A run of records
-- BEGIN --
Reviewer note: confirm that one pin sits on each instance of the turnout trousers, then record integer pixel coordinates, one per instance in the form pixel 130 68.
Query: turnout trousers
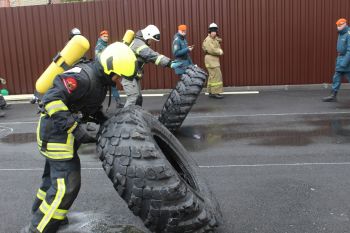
pixel 58 190
pixel 215 84
pixel 60 180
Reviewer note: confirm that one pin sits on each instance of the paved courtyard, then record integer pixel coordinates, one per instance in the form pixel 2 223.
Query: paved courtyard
pixel 277 161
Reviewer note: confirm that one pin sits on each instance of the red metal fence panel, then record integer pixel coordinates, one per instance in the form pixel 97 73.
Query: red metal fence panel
pixel 265 42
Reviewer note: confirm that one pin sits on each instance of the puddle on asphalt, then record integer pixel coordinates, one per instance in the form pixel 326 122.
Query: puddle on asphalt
pixel 200 137
pixel 194 110
pixel 90 222
pixel 19 138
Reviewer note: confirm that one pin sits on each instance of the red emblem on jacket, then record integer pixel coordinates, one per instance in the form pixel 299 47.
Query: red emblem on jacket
pixel 70 83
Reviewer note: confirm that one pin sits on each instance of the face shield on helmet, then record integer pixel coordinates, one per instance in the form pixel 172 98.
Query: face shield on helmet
pixel 119 59
pixel 151 32
pixel 74 32
pixel 213 27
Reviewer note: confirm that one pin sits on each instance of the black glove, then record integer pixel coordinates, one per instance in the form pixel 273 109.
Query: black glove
pixel 100 117
pixel 82 136
pixel 170 62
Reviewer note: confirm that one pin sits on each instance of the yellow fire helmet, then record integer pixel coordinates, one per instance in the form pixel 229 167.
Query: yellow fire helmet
pixel 119 59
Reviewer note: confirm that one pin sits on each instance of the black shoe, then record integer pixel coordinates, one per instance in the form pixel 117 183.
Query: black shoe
pixel 330 98
pixel 216 96
pixel 65 221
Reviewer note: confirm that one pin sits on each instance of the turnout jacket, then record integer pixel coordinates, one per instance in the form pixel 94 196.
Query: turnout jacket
pixel 212 50
pixel 181 53
pixel 81 89
pixel 145 54
pixel 343 49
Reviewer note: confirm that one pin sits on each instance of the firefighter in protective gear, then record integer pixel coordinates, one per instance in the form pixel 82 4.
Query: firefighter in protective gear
pixel 342 67
pixel 212 49
pixel 181 50
pixel 74 32
pixel 82 89
pixel 144 54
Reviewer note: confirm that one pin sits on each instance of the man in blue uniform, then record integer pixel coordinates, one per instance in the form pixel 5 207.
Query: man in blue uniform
pixel 181 50
pixel 342 67
pixel 80 90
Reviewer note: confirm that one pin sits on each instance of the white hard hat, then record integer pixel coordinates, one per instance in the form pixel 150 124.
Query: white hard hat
pixel 151 32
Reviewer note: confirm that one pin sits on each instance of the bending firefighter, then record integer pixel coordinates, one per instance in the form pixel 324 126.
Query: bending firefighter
pixel 342 67
pixel 144 54
pixel 81 89
pixel 212 49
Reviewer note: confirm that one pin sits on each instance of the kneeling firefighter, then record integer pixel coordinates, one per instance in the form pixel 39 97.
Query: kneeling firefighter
pixel 144 54
pixel 82 89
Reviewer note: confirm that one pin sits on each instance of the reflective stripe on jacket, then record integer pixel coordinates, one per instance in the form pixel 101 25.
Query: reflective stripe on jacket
pixel 343 49
pixel 212 51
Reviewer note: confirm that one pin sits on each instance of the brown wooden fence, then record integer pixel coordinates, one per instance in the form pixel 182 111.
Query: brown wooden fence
pixel 266 42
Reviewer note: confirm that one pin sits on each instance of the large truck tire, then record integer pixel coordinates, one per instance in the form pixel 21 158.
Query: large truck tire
pixel 182 98
pixel 153 173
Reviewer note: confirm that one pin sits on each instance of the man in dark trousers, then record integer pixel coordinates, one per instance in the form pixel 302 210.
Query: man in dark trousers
pixel 342 67
pixel 80 90
pixel 181 50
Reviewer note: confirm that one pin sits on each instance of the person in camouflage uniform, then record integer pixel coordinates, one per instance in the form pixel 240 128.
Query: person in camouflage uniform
pixel 212 49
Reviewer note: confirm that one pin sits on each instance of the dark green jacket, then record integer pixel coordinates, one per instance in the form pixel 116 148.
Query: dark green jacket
pixel 343 49
pixel 181 53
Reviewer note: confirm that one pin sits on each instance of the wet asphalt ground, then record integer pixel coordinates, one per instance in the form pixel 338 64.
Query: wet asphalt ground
pixel 277 161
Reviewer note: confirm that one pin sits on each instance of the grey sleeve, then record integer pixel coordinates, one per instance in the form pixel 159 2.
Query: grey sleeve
pixel 151 56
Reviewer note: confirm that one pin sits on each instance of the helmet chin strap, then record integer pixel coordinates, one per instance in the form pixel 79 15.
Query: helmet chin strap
pixel 110 97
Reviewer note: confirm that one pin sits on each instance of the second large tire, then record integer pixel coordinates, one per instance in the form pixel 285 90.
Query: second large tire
pixel 182 98
pixel 155 175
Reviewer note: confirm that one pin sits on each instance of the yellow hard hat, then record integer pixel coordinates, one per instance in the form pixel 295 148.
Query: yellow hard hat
pixel 119 59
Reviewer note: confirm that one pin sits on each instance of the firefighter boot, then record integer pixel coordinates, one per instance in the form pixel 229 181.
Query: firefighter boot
pixel 331 98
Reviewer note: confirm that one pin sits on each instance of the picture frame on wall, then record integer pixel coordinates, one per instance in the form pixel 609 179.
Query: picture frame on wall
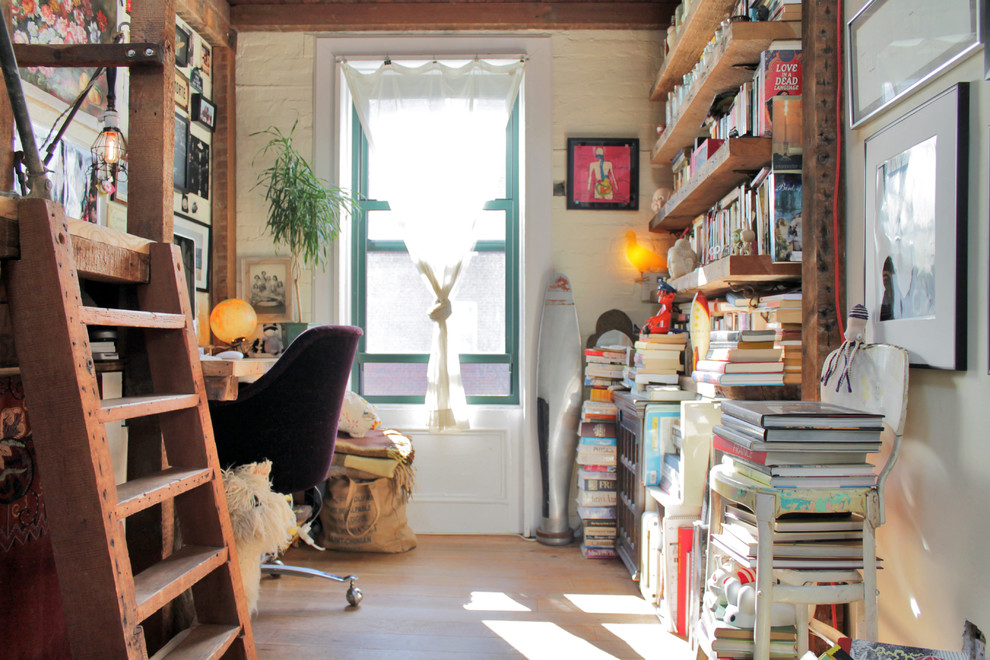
pixel 896 45
pixel 266 284
pixel 196 237
pixel 182 40
pixel 603 173
pixel 203 111
pixel 915 230
pixel 180 165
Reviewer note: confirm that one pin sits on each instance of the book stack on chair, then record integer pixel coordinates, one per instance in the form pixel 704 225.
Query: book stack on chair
pixel 741 358
pixel 596 499
pixel 795 445
pixel 657 362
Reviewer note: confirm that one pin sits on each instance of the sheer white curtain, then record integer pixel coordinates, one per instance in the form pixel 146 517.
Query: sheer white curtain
pixel 431 131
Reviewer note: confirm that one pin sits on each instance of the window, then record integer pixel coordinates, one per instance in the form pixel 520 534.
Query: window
pixel 391 300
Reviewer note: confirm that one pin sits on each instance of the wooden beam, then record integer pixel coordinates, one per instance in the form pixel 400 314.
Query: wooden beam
pixel 151 125
pixel 406 16
pixel 224 234
pixel 210 18
pixel 823 236
pixel 86 55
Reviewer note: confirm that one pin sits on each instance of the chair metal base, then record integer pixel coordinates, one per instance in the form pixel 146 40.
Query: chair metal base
pixel 276 568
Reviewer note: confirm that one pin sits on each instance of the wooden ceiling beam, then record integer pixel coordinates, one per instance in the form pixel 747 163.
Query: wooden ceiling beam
pixel 407 16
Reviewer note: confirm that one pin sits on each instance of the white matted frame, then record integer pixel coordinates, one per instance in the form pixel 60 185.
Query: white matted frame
pixel 916 210
pixel 896 45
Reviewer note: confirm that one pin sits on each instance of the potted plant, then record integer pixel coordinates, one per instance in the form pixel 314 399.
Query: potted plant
pixel 304 211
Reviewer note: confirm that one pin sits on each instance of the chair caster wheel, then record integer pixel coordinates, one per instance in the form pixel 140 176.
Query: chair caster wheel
pixel 354 596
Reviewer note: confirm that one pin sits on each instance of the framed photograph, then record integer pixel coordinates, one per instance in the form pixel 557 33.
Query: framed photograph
pixel 194 238
pixel 203 111
pixel 266 286
pixel 915 239
pixel 181 91
pixel 182 41
pixel 199 167
pixel 180 162
pixel 603 173
pixel 896 45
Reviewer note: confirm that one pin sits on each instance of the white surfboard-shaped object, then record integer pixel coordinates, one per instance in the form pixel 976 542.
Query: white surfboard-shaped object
pixel 558 406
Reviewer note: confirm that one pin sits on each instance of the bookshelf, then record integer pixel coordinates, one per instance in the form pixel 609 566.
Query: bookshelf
pixel 728 67
pixel 736 160
pixel 719 277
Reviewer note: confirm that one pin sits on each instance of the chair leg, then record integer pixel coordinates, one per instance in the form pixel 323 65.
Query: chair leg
pixel 276 568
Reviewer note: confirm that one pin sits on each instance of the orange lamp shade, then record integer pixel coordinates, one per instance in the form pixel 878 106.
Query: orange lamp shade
pixel 233 319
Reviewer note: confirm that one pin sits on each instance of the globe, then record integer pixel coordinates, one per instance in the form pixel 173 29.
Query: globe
pixel 233 320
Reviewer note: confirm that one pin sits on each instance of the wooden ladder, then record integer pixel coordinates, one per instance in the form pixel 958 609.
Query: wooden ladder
pixel 104 601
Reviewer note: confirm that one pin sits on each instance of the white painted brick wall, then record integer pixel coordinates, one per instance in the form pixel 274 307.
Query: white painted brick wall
pixel 602 81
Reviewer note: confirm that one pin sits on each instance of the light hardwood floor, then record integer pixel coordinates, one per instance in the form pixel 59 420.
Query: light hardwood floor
pixel 462 597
-- END --
## REQUIRED WORK
Copy the listing above word for word, from its first line through the line containing "pixel 170 62". Leave the pictures out.

## ANSWER FOR THIS EXERCISE
Reviewer note: confirm that one pin sits on each instance of the turnout trousers, then record integer pixel coordinates, one per instance in the form pixel 130 68.
Query: turnout trousers
pixel 58 190
pixel 215 84
pixel 60 180
Reviewer note: confirm that one pin sits on each instance of the paved courtyard, then record integer pixel coordinates, one per instance in the form pixel 2 223.
Query: paved courtyard
pixel 277 161
Reviewer note: confirm that one pin sits on each instance of the red metal fence panel, then record integer pixel coordinates, one per instance in the form pixel 97 73.
Query: red metal fence panel
pixel 265 42
Reviewer note: confirm that one pin sits on each instance of the puddle on asphalt, then record integer pixel coordinates, one per instance in the form pixel 326 122.
Query: puddle on asphalt
pixel 200 137
pixel 194 110
pixel 90 222
pixel 19 138
Reviewer note: confirm that one pin sits on each instance of the red emblem on jacket, then record integer pixel coordinates, one per instance in the form pixel 299 47.
Query: red emblem on jacket
pixel 70 83
Reviewer note: confirm that one pin sits on each instance of the face shield on helmet, then record integer pixel coordinates, one per instance in the form pixel 172 98.
Query: face shield on helmet
pixel 119 59
pixel 151 32
pixel 74 32
pixel 213 27
Reviewer note: confirm that one pin sits on each instance of the black glove, then record integer pixel coordinates, one per instance in the form pixel 273 109.
Query: black glove
pixel 100 117
pixel 82 136
pixel 170 62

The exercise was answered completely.